- WHAT IS NEEDED
Copy out each line from the material where the word "engine" is found.

▶

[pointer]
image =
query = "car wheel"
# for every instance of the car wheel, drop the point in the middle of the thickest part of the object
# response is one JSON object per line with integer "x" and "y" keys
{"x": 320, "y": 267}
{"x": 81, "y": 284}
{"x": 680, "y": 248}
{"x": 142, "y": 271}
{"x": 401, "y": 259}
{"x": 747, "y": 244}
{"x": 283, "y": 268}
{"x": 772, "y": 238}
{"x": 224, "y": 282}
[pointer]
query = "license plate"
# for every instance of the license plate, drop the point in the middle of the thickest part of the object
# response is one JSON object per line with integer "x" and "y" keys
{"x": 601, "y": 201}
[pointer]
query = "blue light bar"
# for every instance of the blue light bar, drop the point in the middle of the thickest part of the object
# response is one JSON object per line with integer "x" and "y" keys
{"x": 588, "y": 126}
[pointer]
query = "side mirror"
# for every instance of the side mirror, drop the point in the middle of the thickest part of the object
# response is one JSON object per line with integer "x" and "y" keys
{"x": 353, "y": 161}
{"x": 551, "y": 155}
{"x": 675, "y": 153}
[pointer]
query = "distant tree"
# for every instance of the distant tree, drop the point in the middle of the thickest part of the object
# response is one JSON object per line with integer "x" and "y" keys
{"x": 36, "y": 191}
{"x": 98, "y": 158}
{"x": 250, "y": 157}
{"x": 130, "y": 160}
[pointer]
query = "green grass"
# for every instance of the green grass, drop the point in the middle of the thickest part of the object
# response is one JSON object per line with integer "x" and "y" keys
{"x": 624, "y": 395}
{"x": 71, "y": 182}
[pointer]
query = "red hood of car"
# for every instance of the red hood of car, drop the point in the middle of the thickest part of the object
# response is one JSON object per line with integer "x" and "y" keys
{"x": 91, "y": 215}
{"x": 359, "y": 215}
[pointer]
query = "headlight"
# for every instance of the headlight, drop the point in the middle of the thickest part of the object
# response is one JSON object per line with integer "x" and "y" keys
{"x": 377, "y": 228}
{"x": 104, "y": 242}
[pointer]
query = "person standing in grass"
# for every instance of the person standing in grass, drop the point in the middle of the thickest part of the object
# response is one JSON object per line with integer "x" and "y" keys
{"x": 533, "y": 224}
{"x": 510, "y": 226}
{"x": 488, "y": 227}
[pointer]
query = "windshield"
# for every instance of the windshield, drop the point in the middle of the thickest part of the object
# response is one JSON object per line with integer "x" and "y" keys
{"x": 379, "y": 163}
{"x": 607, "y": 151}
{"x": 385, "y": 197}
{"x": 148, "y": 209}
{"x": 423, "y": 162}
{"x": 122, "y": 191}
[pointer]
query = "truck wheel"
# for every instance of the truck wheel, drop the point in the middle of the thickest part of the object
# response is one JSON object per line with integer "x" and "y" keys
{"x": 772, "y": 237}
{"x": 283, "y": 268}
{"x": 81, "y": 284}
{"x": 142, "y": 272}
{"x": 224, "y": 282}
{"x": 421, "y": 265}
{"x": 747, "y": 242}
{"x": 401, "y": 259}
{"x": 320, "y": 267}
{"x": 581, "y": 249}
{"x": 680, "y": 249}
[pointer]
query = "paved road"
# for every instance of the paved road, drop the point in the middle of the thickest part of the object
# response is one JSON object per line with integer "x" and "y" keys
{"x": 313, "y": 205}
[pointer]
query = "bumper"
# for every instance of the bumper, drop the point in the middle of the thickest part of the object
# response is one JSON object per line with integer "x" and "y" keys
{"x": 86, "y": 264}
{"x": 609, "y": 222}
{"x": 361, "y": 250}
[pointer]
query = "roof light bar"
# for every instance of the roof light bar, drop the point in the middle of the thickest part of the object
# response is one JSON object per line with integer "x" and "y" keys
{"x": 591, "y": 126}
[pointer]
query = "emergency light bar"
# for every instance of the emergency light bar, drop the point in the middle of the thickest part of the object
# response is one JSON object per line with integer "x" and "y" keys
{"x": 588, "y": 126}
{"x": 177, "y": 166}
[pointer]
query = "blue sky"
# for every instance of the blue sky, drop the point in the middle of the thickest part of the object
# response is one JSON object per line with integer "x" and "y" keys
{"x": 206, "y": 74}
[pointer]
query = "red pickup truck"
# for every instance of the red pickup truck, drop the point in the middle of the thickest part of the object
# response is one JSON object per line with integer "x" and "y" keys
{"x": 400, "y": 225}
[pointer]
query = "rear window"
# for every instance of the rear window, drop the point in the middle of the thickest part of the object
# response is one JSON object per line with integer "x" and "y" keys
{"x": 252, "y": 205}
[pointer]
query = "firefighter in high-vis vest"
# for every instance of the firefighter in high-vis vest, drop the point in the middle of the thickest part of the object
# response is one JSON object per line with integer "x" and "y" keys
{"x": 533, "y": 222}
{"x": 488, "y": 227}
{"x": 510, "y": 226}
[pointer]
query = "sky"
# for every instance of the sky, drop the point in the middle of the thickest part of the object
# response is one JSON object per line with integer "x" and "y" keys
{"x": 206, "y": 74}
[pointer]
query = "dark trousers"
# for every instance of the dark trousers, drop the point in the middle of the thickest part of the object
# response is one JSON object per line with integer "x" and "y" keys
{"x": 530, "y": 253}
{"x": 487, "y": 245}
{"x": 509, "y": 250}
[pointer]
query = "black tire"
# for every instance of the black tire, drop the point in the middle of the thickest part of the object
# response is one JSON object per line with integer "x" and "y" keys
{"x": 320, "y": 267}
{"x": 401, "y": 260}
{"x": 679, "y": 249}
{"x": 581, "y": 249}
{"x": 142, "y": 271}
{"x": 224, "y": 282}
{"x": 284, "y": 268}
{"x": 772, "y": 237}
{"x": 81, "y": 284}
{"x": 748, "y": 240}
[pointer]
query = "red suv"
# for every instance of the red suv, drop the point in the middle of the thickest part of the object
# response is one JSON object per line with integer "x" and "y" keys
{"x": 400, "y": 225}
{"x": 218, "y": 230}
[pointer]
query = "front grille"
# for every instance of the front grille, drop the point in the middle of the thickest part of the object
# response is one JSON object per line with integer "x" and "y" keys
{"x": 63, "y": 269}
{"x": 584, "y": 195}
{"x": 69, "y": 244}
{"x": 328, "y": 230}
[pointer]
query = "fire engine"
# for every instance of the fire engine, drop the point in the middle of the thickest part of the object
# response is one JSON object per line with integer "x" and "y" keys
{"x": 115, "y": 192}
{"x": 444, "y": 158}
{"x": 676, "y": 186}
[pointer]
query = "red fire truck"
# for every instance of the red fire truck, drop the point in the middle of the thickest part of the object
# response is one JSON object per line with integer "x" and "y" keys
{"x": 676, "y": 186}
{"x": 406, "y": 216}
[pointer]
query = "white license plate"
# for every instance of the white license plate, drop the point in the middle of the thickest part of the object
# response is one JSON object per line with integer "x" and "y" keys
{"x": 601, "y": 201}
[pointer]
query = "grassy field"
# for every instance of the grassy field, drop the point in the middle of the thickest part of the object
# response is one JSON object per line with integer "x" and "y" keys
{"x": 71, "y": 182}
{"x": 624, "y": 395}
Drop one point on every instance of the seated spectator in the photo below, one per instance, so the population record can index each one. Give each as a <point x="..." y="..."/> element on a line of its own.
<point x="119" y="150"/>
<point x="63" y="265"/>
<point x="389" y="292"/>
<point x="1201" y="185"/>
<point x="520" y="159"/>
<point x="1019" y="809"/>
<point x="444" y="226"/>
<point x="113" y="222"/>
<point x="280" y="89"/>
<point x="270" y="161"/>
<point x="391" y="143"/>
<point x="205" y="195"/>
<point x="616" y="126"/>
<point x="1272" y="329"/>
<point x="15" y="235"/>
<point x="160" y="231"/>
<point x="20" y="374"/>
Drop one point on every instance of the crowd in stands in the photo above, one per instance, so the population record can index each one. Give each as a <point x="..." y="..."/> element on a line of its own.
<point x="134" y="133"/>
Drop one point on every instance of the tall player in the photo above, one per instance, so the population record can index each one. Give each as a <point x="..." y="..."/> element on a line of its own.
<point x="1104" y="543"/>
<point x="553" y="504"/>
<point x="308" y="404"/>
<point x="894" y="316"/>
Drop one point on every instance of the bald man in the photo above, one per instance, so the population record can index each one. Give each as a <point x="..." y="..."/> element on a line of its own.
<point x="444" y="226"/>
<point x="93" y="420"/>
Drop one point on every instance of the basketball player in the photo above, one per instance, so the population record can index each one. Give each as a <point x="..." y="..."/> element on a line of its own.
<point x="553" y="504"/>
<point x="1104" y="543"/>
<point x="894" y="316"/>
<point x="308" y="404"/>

◀

- SOLUTION
query = "fire engine"
# for every instance of the fire engine, drop the point in the middle of the thickest part of the object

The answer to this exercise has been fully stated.